• **TASK ITEM**:
Below are the records; give again exactly the lines that run from the one with "Query: window" through the last line.

═════ RECORDS SUPPLIED ═════

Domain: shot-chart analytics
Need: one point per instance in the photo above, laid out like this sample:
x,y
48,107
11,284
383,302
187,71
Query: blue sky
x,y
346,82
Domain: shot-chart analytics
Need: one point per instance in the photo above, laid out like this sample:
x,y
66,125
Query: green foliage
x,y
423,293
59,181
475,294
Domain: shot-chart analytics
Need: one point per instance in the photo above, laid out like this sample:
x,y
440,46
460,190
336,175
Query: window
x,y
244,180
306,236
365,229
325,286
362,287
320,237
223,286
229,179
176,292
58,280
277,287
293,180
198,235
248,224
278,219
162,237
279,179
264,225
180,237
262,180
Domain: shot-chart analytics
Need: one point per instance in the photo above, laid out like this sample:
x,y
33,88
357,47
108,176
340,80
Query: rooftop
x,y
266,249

═════

• **REPLY TO THE TASK**:
Query: window
x,y
244,180
306,236
365,229
325,286
362,287
320,237
223,286
229,179
176,292
58,280
277,287
293,180
198,235
248,224
278,219
162,237
279,179
264,225
180,237
262,180
Domain: shot-chart analytics
Need: one point per instance in the photo above, laid out like this sample:
x,y
33,88
357,47
108,176
340,80
Query: rooftop
x,y
266,249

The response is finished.